* PASSAGE SHOWN
* * * * * * * * *
---
Last night, before playing a few rounds of Pump It Up, I had dinner with some friends at the dining area inside the local arcade. I arrived several minutes before they did, and I elected to sit near the entrance to wait for them instead of getting a table right away.
My gaze began to wander around the building. I noticed several varnished wooden beams criss-crossing half the dining area. The hanging lights above the tables had intricate mesh-style shades. Neon bulbs lining the bar were green, while in the rest of the arcade the neons were blue. A colorful bubble pattern adorned one wall. At the elevated tables, the stools were arranged at an angle, so customers didn't have to pull them out to be able to sit down. Even the metal rafters bracing the roof were careful painted to match the dark gray tone of the walls, even without lights shining directly on them.
Such attention to detail, artificial as it makes the space feel, is present in many retail businesses. Color palettes are deliberately chosen to balance each other. Shapes and pictures on the walls guide the eye and evoke certain emotions. Menus are structured to make the more expensive options more prominent. Tables are carefully matched with chairs. Fonts are a concern all their own: sizing, spacing, kerning, serif, weight, positioning, color, the list goes on.
These flourishes are not usually intended to be noticeable on their own. Their goal is to mix together and create a certain atmosphere in a space. They may drive you to feel excited and energetic; they may want to calm you down and make you comfortable; they may even want to disturb you and motivate you to action. But the common theme among all of them is an intent to get you, the visitor, to feel and behave a certain way--and, they hope, open your wallet.
Though I understand the goal is simply to get me to spend money, I do enjoy seeing the effort put into curating a space. I like seeing decorations and trying to deduce the reason for choosing them. I appreciate efforts to keep rooms clean and organized, present a unified aesthetic, and maintain an air of service for me.
Most people go beyond not noticing certain nuances of a business's presentation. They are completely unaware of their surroundings, because their faces are buried in their smartphones or glued to their portable game consoles. It's not uncommon for me to see people walk into a store, buy a product, and leave, without once looking up from their Instagram feeds or Discord chats. They never see the LED wall art next to the register; they don't glance at the well-manicured plants arranged along the wall dividers; they care nothing for colorful decorations in the store window; they are completely apathetic to the floor lamp, molded from a complex mathematical curve, bathing the shop floor in soft, soothing light.
I find myself deeply saddened by this state of affairs--but I feel this despondency on many different levels. The thought that we've become so shallow that all businesses need to embrace such a clinical, curated look saddens me. The thought that so much creative effort goes into what is ultimately a marketing pitch saddens me. The thought that so few people care for the fruits of those efforts saddens me. The though that gainful artistic expression has sunk to such vapidity that the public recognizes its shallowness saddens me. The thought that so many people are completely addicted to constant streams of content from their mobile devices saddens me. The fact that people seem to care so little about the world around them saddens me.
I might be the crazy one here. I find the real world, both as a natural entity and as a space we create for ourselves, such a fascinating thing to explore. We humans are blessed the ability to take something that was already beautiful and turn it into a completely different kind of beauty. But that creative power has been subjugated to the whims of commerce, and even the pleasing art that results from such endeavors is ignored by society.
Why are we so complacent about the world around us?
* * * * * * * * *
* DATA SHOWN
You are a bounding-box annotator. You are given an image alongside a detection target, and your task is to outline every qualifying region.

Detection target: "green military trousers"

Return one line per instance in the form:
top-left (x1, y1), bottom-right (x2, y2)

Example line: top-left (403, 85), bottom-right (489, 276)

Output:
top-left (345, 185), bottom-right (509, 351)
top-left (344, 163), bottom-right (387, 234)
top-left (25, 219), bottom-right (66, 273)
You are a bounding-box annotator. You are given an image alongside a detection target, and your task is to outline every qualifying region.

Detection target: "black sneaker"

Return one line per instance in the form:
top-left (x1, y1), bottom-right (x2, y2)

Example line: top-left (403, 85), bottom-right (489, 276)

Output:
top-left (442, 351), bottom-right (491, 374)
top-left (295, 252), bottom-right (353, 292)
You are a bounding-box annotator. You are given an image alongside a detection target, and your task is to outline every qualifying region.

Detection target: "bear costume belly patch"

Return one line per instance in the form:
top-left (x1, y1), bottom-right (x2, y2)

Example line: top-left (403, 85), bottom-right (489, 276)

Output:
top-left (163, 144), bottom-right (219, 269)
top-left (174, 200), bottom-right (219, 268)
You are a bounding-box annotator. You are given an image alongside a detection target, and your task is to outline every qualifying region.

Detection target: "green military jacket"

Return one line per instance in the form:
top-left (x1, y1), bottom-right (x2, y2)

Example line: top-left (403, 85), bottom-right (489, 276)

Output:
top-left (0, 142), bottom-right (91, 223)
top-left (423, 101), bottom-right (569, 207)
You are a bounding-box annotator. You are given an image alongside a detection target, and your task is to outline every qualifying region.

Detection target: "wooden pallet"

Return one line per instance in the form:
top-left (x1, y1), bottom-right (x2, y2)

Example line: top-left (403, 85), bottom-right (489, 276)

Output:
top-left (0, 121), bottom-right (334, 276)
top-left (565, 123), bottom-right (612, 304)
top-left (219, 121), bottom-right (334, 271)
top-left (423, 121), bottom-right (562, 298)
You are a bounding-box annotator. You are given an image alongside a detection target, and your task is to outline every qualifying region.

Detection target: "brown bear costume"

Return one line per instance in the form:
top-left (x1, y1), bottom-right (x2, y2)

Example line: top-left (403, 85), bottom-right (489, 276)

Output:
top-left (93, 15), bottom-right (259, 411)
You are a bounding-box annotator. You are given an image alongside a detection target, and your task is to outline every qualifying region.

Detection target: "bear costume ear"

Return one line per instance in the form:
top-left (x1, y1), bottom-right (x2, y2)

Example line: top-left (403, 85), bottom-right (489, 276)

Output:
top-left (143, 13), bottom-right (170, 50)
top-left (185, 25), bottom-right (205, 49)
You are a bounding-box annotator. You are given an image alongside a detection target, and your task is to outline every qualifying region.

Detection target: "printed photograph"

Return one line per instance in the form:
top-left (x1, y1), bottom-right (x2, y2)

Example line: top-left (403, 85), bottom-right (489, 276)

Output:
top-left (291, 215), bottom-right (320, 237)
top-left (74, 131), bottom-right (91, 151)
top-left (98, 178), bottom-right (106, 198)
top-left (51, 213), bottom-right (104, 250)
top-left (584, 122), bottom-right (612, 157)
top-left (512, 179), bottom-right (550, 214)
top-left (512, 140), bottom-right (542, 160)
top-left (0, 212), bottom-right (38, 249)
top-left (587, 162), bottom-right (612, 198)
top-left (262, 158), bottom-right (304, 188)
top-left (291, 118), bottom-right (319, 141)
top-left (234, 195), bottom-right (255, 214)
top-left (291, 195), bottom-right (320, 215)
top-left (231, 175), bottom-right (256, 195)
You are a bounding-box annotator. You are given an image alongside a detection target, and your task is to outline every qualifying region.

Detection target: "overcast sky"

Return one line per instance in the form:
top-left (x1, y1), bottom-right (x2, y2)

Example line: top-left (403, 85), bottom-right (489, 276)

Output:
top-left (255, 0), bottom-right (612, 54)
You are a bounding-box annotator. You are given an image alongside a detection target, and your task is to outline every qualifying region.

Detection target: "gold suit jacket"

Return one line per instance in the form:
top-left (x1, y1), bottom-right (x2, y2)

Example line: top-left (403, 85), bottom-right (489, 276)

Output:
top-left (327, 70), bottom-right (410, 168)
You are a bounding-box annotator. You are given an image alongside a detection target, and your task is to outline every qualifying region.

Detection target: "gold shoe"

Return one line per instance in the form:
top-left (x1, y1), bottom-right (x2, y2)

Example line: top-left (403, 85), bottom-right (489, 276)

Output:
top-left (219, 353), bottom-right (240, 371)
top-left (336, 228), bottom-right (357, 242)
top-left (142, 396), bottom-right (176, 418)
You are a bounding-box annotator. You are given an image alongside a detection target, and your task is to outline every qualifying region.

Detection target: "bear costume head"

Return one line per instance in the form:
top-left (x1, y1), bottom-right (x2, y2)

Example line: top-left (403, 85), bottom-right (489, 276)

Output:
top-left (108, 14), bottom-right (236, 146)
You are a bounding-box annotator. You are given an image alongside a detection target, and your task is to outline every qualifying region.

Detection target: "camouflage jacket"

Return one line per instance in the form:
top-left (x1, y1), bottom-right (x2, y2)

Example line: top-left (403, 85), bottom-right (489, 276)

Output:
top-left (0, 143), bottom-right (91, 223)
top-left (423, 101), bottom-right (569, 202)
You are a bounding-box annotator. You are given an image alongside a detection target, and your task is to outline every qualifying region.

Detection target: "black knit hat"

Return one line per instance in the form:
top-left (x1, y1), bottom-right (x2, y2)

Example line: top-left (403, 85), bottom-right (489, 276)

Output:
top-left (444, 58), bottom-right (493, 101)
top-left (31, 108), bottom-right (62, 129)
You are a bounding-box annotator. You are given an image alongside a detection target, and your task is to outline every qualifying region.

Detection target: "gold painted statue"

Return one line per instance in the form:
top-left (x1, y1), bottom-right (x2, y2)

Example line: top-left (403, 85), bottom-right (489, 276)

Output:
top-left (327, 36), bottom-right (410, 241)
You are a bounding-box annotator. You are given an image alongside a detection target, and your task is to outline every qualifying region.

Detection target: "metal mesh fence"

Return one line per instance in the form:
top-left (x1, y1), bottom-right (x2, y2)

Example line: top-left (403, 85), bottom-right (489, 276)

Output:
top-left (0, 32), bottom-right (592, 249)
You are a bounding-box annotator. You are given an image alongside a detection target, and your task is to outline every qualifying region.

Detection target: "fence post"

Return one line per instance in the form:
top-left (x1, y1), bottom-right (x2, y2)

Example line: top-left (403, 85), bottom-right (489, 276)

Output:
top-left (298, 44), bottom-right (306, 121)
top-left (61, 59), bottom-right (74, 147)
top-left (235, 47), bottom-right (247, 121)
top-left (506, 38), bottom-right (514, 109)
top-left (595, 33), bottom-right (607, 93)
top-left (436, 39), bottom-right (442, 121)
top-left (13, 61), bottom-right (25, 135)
* * * * * * * * *
Rename "smartphones" as "phones" in the essay on store decor, and give the part from "Most people go" up to and including "soft, soothing light." with that change. The listing that comes before this was drawn from a different source than the essay.

Most people go beyond not noticing certain nuances of a business's presentation. They are completely unaware of their surroundings, because their faces are buried in their phones or glued to their portable game consoles. It's not uncommon for me to see people walk into a store, buy a product, and leave, without once looking up from their Instagram feeds or Discord chats. They never see the LED wall art next to the register; they don't glance at the well-manicured plants arranged along the wall dividers; they care nothing for colorful decorations in the store window; they are completely apathetic to the floor lamp, molded from a complex mathematical curve, bathing the shop floor in soft, soothing light.